(Point placement records)
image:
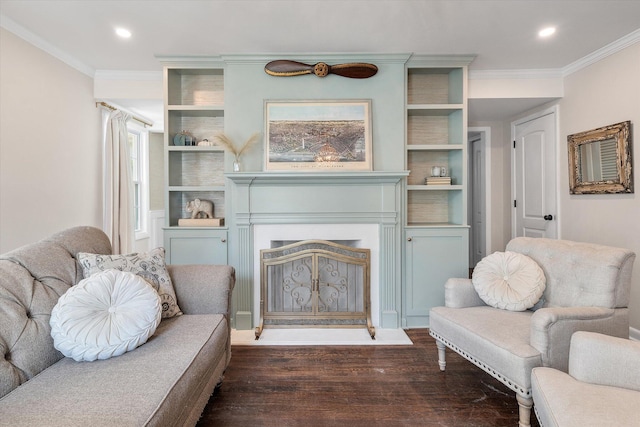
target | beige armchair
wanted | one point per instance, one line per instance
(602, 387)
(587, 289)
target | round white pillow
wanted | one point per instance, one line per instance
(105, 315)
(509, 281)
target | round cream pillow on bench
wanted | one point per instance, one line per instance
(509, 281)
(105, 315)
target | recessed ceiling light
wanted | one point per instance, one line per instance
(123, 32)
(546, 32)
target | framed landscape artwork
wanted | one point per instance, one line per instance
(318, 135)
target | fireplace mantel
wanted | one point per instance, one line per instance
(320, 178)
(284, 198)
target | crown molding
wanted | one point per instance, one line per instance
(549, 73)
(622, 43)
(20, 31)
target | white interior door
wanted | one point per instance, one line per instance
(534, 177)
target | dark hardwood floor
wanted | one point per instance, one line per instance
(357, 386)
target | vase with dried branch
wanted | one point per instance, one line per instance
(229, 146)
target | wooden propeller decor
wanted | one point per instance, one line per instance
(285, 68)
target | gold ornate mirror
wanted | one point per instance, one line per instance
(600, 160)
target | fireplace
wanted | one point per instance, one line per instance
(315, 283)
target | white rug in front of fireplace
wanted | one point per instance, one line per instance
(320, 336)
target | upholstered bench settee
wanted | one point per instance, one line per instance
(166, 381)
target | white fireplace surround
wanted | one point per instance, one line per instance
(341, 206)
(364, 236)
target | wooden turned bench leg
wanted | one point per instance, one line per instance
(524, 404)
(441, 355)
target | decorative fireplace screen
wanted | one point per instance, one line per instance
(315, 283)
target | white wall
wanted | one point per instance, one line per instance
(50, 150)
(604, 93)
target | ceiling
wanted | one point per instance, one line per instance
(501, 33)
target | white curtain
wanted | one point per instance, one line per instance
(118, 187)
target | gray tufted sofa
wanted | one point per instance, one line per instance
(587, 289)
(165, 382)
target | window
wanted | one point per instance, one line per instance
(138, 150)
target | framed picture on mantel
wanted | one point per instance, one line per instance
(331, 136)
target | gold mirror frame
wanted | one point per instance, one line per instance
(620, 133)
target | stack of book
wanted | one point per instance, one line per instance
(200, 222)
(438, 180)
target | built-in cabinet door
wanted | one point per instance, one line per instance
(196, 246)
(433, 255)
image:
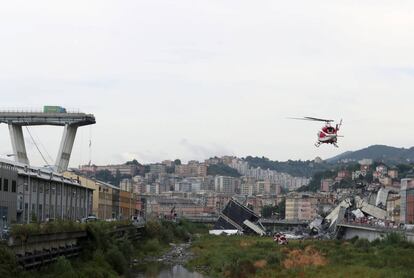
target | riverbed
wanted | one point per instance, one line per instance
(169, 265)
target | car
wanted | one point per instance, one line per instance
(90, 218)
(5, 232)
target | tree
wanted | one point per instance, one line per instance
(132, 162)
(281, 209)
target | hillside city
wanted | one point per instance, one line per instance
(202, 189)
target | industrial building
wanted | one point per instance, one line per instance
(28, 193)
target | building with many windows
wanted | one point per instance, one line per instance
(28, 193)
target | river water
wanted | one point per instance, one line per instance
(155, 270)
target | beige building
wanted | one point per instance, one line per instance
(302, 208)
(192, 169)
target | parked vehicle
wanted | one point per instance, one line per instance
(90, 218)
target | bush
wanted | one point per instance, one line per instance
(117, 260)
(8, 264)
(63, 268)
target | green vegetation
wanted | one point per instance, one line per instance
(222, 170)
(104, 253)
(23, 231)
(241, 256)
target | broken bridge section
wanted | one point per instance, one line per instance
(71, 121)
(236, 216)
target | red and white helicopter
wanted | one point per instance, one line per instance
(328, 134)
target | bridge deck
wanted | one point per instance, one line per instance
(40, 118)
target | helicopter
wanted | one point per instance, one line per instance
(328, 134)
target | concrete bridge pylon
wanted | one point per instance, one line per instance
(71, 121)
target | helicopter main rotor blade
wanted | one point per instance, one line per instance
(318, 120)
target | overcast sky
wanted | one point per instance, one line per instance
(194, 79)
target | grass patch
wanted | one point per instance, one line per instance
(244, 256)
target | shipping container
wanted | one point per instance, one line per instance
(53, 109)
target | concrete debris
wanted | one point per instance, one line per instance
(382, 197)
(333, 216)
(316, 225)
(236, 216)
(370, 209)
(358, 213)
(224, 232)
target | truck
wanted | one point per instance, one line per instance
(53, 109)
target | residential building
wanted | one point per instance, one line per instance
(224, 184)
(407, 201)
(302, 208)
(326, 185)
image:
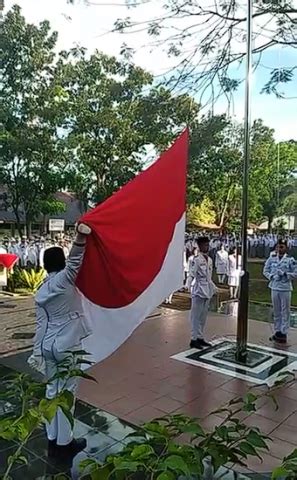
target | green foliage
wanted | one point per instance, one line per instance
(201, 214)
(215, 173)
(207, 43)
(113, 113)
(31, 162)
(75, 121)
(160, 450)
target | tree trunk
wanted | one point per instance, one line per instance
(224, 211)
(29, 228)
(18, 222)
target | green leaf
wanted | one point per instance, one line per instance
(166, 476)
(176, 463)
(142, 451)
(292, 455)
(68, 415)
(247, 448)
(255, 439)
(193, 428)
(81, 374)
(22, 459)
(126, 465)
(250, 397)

## WHAT IS REQUIRED
Output, exactly, all the records above; include no pictures.

## WRITTEN ANSWER
image:
target | beige armchair
wanted | one point per instance, one line per instance
(602, 387)
(587, 289)
target | round white pillow
wanted | one point per instance, one line per instance
(105, 315)
(509, 281)
target | round cream pillow on bench
wanted | one point per instance, one line per instance
(509, 281)
(105, 315)
target | recessed ceiling light
wanted | one point per instance, one line per instance
(123, 32)
(546, 32)
target | framed landscape artwork
wanted | one point per instance, one line per instance
(318, 135)
target | fireplace mantel
wanted | one point per instance, one line per instance
(320, 178)
(284, 198)
target | crown molding
wanted | one point per instance, one line per instance
(549, 73)
(622, 43)
(20, 31)
target | white interior door
wanted | one point per instance, one line per instance
(534, 177)
target | dark hardwood floor
wanted | one point per instance, one line per instance
(357, 386)
target | vase with dried branch
wanted | one point per instance, one line per instance
(229, 146)
target | wooden propeller decor
wanted | one point per instance, one line per instance
(285, 68)
target | gold ornate mirror
wanted | one point per instance, one line per instance
(600, 160)
target | fireplace
wanted | one point per instance, one line per instance
(315, 283)
target | white rug in front of fireplace
wanted | one point per instance, one line per instance
(320, 336)
target | upholstered bench settee
wanted | one point per instance, one line per instance
(166, 381)
target | white fireplace surround
wanted | one point per instance, one line per instance
(341, 206)
(364, 236)
target | wooden turned bench leg
wanted | one point per instance, one line per instance
(524, 404)
(441, 355)
target | decorative fireplace screen
wanted | one point per instance, one line per instance
(315, 283)
target | white wall
wanted | one point per instance, one line per instance
(50, 150)
(604, 93)
target | ceiling
wanted | one point per instance, one line per instance
(501, 33)
target | white curtain
wanted | one point per instance, one line per instance
(118, 187)
target | gray tufted sofa
wanted | one point per instance, one line per instance
(587, 289)
(165, 382)
target | window
wanted | one point per instance, one line per instance
(138, 150)
target | framed picture on mantel
wanted | one point per instance, one line per instance
(331, 136)
target | gold mirror frame
wanted | one point per instance, one line per instance
(620, 133)
target | stack of book
wanted | one point per instance, one line per instance
(200, 222)
(438, 180)
target | built-in cabinet door
wanted | one point per instance, one line per instance
(196, 246)
(433, 255)
image:
target | riverbed
wanted | one point per instance, one line per instance
(169, 265)
target | car
wanted | one point per instance, one line per instance
(90, 218)
(5, 232)
target | tree
wanted | one point per instance, one line per instance
(132, 162)
(281, 209)
target | hillside city
wanted | one point per instance, one line per instance
(202, 189)
target | industrial building
wanted | one point per instance, one line per instance
(28, 193)
target | building with many windows
wanted | one point per instance, one line per instance
(28, 193)
target | river water
wanted | one point per instance, one line per instance
(155, 270)
target | beige building
wanted | one point per instance, one line per instance
(302, 208)
(192, 169)
target | parked vehicle
wanted | one point per instance, one line per instance
(90, 218)
target | bush
wanted | one point per instance, one line per instance
(117, 260)
(8, 264)
(63, 268)
target | green vegetation
wanted | one point per instance, one line per instance
(222, 170)
(104, 253)
(23, 231)
(241, 256)
target | broken bridge section
wanted | one point per instance, one line per instance
(71, 121)
(236, 216)
target | red and white helicopter
wanted | one point per instance, one line per instance
(328, 134)
target | bridge deck
wanted | one point per instance, one line per instance
(40, 118)
target | helicopter
wanted | one point per instance, one line per instance
(328, 134)
target | concrete bridge pylon
wanted | one point per instance, one line per instance
(71, 121)
target | helicopter main rotor blade
wanted | one point per instance, one line per instance
(318, 120)
target | overcast sky
wanted | one point per instance, one line per instance
(194, 79)
target | grass patch
wanted | one point per instance, one line per instance
(244, 256)
target | shipping container
wanted | one point per instance, one line per instance
(53, 109)
target | concrete debris
wanted | one point per instance, one line per instance
(382, 197)
(333, 216)
(316, 225)
(236, 216)
(370, 209)
(358, 213)
(224, 232)
target | truck
wanted | one point per instance, one line per instance
(53, 109)
target | residential building
wanted | one point per instance, one line per instance
(224, 184)
(407, 201)
(302, 208)
(326, 185)
image:
target | green foliage
wanted | one point per instance, one line per instance
(201, 214)
(215, 173)
(207, 43)
(113, 113)
(31, 162)
(75, 121)
(160, 450)
target | tree trunk
wanted | one point per instance, one line per instance
(224, 211)
(29, 228)
(18, 222)
target | green leaf
wanted | one point per instance, one line per instance
(166, 476)
(176, 463)
(142, 451)
(292, 455)
(68, 415)
(247, 448)
(255, 439)
(193, 428)
(81, 374)
(22, 459)
(126, 465)
(250, 397)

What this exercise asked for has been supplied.